(Data for review)

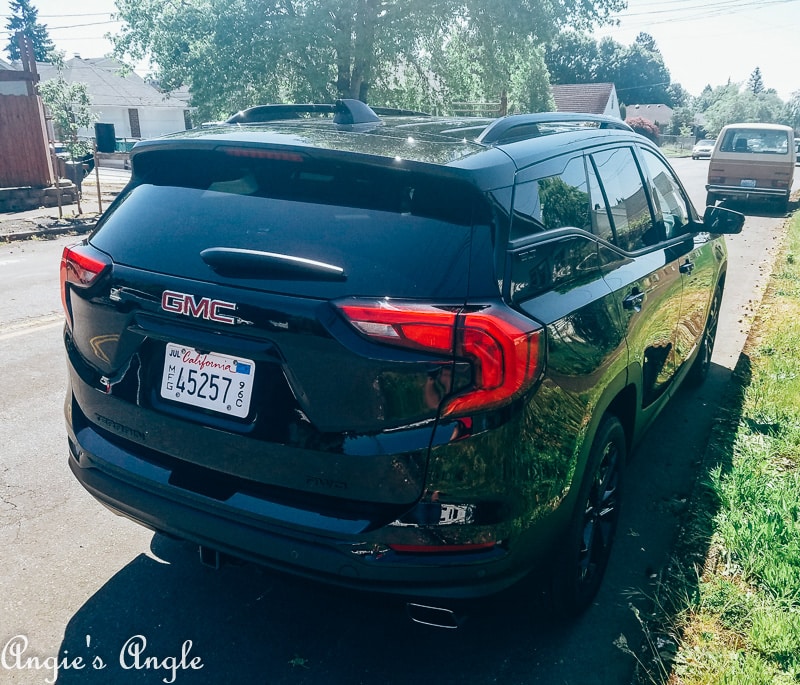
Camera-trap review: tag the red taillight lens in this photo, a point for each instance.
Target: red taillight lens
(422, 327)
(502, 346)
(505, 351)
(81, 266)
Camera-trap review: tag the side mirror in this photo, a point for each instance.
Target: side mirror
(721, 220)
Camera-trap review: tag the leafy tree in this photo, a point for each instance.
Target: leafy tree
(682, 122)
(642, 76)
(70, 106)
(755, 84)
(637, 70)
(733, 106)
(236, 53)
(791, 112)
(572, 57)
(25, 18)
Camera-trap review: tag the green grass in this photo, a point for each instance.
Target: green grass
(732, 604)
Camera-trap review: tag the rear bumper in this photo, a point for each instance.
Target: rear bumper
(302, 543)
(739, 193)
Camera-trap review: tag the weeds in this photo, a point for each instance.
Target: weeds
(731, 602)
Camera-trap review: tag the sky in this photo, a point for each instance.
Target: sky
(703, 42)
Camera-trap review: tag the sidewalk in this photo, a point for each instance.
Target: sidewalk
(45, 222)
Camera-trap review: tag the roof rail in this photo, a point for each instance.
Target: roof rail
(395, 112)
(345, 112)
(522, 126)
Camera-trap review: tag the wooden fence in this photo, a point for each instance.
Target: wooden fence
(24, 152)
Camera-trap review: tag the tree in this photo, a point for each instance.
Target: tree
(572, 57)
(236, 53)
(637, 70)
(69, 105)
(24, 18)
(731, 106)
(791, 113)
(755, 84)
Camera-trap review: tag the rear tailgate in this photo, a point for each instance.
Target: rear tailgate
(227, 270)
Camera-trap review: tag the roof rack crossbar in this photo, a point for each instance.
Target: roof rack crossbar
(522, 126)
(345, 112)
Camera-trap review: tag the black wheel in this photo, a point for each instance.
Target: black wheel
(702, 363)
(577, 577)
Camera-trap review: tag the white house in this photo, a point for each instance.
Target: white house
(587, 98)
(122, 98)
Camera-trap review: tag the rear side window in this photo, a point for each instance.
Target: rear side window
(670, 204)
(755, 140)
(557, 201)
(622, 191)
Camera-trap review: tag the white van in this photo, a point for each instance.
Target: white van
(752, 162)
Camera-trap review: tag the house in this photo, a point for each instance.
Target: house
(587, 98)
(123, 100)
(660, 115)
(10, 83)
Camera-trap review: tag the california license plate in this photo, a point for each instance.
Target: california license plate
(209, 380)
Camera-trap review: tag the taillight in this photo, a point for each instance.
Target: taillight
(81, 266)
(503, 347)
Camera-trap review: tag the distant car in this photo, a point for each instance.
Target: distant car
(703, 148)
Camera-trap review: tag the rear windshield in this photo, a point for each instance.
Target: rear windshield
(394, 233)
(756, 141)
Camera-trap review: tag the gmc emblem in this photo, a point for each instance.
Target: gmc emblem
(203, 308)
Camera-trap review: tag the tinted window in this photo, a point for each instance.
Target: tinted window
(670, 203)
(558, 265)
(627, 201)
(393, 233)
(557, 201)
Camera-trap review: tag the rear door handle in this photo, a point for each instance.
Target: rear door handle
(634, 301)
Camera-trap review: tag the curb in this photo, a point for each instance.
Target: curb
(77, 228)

(End Data for review)

[Task instructions]
What the reply must contain is an exact transcription of the data above and none of its pictures.

[Task answer]
Camera-trap review: tag the red taillight lens in this photo, a point for each instance.
Target: red taillight lens
(422, 327)
(502, 346)
(505, 351)
(81, 266)
Camera-trap review: tag the side mirror in this photo, a point for each instance.
Target: side mirror
(721, 220)
Camera-trap review: tag the leafy tree in this photo, a point for each instance.
Target: leafy tree
(682, 122)
(642, 76)
(70, 106)
(755, 84)
(637, 70)
(733, 106)
(236, 53)
(791, 112)
(572, 57)
(25, 18)
Camera-trap review: tag the green grass in this photo, a point for each instance.
Target: green grass
(732, 604)
Camera-trap review: tag the rear bumper in this photo, a point for each instance.
Target: rear bumper
(302, 543)
(739, 193)
Camera-trap review: tag the weeds in this photo, a point for each instance.
Target: weeds
(731, 602)
Camera-trap review: tag the sky in this photo, a point for each instance.
Target: sky
(703, 42)
Camera-trap review: tag the sidewalk in this photo, a point for each instance.
Target: sidewalk
(45, 222)
Camera-trap review: tag the roof rail in this photo, a point for each instance.
Target: roof rail
(395, 112)
(345, 112)
(522, 126)
Camera-trap review: tag the wooden fence in this photo, a point for each instance.
Target: wooden fence
(24, 152)
Camera-trap review: tag the tree in this photo, a point for each instance.
Target: tree
(572, 57)
(236, 53)
(637, 70)
(69, 105)
(24, 18)
(731, 106)
(791, 113)
(755, 84)
Camera-trap review: tag the rear tailgate in this photo, a point for each instance.
Target: rear tailgate
(227, 270)
Camera-trap review: tag the roof rack crossbar in this photo, a point for each instance.
Target: roof rack crossbar
(522, 126)
(345, 112)
Camera-trap review: tag the black wheel in this photo, a point for each instance.
Target: black wheel
(702, 363)
(577, 577)
Camera-trap review: tag the white house in this photo, a point for each instance.
Target: white house
(587, 98)
(122, 98)
Camera-trap review: tag the rear side window in this photo, a point for each instance.
Target: rear side window
(670, 204)
(755, 140)
(557, 201)
(622, 191)
Camera-trap review: tag the white van in this photo, a point for each instance.
Target: white van
(752, 162)
Camera-trap review: tag the house in this photo, a point for each instance.
Target: house
(587, 98)
(123, 100)
(660, 115)
(10, 83)
Camera-trap review: tag the california license plate in this photo, a point for each instance.
Target: california license plate
(209, 380)
Camera-trap review: tag the taillight in this photo, a point for each instance.
Target: taillight
(81, 266)
(503, 347)
Camera-trap review: tag the distant car in this photo, a point for each instance.
Target: distant car
(703, 148)
Camera-trap review: tag the rear windshield in this photo, a point for each instance.
Target: rear windshield
(394, 233)
(756, 141)
Camera-trap review: tag the gmc emblem in this photo, a point for each instance.
Target: gmc emblem
(203, 308)
Camera-trap review: tag the tinted window in this photo, a point for each instance.
Target: tinted window
(670, 203)
(558, 265)
(627, 201)
(393, 233)
(557, 201)
Camera-trap review: tag the rear door handle in this photo, a point for each instance.
Target: rear door handle
(634, 301)
Camera-trap review: tag the curb in this photo, a point for each instance.
Target: curb
(77, 228)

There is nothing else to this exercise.